In reference to this year’s biggest film, we thought by now we would be in ‘Endgame’ for several of these negative issues; however, we seem stuck in ‘Infinity War’. This is partly because the US-China disputes go far deeper than simple disagreements over tariffs and their effect on the trade balance – they are fighting for global influence in the 21st century. It is also partly because Trump used economic nationalism to win in 2016 and will surely try the trick again to win in 2020 – it is in his interest to keep the problems in the headlines, no doubt with occasional ‘great deals for the US’.

And in the UK, political chaos reigns. Will a new Prime Minister change this? Probably not. We continue to avoid most domestically focused UK stocks on the continuing uncertainties but remain upbeat on UK-based exporters.

One issue which has eased is pressure from rising US interest rates. Markets have moved from thinking there will be rate rises in the US this year to thinking there will be rate cuts. There is a suspicion they are keeping rates low to counteract the unpredictability of the President.

Turning to this mid-year edition of Outlook, we take a closer look at the US-China relationship and ask if it is destined to be stuck in a deep freeze. We also have a look at other influences and changes we are seeing in society, such as how behavioural insights are having an increasing impact in influencing Government policy. We look at the role of the dollar in the financial system, how longer life expectancies are influencing the once linear work-life journey, and finally we look at the history of bonds, and their continued importance and role in providing diversification and income for investors.

- [Provided data]
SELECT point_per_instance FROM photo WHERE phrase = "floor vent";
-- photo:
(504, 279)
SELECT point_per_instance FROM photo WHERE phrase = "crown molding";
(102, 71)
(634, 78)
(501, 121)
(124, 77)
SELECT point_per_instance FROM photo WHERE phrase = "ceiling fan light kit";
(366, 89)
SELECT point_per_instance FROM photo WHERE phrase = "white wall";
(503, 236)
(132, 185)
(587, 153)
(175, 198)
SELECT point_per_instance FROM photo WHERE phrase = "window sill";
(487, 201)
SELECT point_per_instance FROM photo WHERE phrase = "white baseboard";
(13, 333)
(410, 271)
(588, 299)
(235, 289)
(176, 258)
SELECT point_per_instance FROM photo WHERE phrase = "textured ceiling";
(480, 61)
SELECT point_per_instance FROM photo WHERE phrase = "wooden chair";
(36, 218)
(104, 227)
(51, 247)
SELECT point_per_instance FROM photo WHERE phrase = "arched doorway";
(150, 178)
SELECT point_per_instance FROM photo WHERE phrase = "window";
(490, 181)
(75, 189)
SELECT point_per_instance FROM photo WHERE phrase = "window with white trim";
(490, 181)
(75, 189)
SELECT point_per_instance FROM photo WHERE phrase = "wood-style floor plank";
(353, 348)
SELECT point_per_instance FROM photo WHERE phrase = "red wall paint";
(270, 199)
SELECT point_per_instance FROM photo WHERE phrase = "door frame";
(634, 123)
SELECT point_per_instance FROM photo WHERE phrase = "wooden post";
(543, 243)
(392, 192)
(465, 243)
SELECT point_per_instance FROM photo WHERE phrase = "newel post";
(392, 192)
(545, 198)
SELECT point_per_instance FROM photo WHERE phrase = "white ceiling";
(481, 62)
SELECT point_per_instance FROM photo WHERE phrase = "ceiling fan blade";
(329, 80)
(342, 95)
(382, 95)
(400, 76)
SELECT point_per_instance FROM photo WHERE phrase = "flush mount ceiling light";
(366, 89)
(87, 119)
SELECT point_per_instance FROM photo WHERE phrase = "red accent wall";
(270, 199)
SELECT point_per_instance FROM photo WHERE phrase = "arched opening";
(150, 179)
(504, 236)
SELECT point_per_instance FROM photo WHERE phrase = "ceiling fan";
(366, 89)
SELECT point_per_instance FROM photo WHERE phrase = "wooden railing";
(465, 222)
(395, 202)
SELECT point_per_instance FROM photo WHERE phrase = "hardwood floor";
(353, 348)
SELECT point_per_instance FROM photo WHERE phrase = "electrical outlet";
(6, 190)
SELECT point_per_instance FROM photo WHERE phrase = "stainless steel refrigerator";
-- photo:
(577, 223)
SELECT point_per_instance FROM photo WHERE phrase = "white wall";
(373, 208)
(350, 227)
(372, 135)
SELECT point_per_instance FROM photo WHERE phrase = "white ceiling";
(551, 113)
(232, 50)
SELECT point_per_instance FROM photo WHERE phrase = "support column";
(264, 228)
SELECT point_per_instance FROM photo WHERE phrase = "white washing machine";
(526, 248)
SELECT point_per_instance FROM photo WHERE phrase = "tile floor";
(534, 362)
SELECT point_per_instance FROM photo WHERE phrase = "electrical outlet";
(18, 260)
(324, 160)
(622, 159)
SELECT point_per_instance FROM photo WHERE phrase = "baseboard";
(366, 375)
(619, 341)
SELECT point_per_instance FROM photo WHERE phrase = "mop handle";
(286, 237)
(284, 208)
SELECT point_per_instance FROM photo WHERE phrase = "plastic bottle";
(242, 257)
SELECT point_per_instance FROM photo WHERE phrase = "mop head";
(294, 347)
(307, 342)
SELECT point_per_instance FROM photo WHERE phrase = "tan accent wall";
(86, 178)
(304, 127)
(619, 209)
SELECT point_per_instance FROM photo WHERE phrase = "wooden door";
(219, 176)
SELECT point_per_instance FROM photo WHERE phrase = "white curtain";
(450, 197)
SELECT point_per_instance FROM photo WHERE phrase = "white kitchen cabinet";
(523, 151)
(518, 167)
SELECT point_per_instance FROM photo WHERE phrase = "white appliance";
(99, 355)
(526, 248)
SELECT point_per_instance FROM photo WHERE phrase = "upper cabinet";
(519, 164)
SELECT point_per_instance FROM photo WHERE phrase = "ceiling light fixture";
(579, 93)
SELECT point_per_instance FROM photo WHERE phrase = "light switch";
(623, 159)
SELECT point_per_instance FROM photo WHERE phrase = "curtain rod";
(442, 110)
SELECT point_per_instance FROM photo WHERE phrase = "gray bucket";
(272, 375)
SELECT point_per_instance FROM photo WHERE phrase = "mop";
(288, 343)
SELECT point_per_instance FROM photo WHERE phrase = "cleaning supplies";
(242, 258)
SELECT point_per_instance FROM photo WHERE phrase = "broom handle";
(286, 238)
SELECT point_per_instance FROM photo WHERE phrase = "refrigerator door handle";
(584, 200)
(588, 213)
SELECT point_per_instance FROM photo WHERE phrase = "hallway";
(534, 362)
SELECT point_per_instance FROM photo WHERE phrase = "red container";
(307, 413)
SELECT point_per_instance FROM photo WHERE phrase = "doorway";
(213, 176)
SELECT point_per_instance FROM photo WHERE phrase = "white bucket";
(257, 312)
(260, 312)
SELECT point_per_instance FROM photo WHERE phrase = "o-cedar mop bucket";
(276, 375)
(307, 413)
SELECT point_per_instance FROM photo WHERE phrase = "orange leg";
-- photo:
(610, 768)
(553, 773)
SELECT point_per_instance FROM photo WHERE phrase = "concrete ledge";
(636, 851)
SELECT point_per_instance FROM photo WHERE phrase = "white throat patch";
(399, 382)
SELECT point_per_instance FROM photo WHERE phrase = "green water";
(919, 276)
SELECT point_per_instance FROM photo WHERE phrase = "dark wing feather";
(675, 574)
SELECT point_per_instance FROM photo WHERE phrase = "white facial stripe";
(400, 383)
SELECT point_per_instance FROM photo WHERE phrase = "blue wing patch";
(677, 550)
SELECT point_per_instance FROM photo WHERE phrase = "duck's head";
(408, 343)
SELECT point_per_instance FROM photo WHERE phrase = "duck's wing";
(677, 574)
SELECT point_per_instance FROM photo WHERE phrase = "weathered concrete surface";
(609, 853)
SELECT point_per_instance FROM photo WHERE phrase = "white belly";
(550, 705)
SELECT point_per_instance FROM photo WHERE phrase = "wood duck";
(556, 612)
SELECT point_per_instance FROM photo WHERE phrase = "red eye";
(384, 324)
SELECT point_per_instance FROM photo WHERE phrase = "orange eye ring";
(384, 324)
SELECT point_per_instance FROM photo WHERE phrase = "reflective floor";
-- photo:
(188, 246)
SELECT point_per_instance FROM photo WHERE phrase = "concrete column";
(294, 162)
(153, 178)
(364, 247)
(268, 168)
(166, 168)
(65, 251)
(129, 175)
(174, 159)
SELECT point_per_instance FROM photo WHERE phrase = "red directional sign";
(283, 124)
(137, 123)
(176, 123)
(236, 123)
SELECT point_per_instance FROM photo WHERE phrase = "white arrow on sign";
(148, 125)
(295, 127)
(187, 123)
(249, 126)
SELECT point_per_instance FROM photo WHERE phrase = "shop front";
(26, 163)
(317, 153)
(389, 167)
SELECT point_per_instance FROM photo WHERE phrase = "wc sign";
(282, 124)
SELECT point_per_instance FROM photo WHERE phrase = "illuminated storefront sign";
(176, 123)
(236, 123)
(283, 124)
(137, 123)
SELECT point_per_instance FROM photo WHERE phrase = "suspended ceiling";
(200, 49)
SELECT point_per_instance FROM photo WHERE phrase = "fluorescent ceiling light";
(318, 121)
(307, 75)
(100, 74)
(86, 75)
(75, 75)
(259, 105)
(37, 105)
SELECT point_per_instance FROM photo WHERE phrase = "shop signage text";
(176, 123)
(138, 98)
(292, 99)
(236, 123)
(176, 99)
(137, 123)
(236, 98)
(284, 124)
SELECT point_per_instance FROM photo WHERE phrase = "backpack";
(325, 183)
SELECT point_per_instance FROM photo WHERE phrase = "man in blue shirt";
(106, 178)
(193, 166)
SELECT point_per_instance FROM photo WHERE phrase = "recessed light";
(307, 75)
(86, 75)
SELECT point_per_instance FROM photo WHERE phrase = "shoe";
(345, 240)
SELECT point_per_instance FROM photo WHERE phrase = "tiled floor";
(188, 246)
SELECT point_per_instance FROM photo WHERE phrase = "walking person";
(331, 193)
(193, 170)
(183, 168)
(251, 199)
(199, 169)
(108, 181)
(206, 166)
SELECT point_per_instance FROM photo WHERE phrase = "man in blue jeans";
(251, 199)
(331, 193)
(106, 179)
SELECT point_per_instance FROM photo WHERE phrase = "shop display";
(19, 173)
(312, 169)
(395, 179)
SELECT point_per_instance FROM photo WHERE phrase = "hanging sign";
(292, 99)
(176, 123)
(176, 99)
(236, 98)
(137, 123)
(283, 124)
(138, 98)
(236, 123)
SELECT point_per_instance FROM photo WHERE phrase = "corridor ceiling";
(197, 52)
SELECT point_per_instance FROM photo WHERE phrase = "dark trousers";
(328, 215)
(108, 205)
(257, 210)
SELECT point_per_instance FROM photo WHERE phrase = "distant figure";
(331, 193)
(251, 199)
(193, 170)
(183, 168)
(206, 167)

- [Short problem]
Continue the mid-year market outlook text past its final sentence. The records are separate from the text and stand on their own.

- [Task result]
We hope you enjoy reading our thoughts.

Graham Storrie

Managing Director, Adam & Company

  • 01

    New Cold War?

    News of the trade tariff dispute between the US and China has dominated headlines in recent months. However, it would be naïve to think this is simply about the US trade deficit.

    Thirty years on from the fall of the Berlin Wall, America is again in a Cold War with a Communist superpower. The rapid rise of China has sparked fear in the US and threatened the hegemony enjoyed by them since the end of the First World War.

    Is this similar to the USA versus the USSR in the original Cold War? Not really. Whilst the Soviets shocked the West on numerous occasions – their atomic bomb, the launch of Sputnik, the MiG-15 fighter jet – in truth the Soviet economy was no match for the American one in terms of its scale or its structure. Also, unlike with China today, there was never a flow of goods, capital and people between the US and the USSR. 

    Maybe the current situation is more like the emergence of Japan?

    In the 1980s the USA went through an existential crisis which manifested itself in their trade war with Japan. With few natural resources, Japan had pulled itself up dramatically from the ashes of war and learned how to build consumer products better and more efficiently than anyone. With the wealth they either bought out their American rivals or put them out of business, and they acquired a host of famous assets from Van Gogh’s ‘Portrait of Dr Gachet’ to New York’s Rockefeller Center.

    The US reacted badly to this upstart, but Japanese pre-eminence ended in 1990 when over-expansion finished in a huge crash, and their economic recovery has only really been seen in the past few years under Prime Minister Abe’s reforms. In the long term, the US benefitted from Japanese competition – arrogance gave way to acceptance and a generation of American managers and designers learned how to make things better.

    With the USSR disbanded and Japan’s rise halted, there was talk of ‘the End of History’ and the inevitable triumph of liberal democracy. China, with the world’s largest population but with output per head of $700 in 1996, was the last major hold-out.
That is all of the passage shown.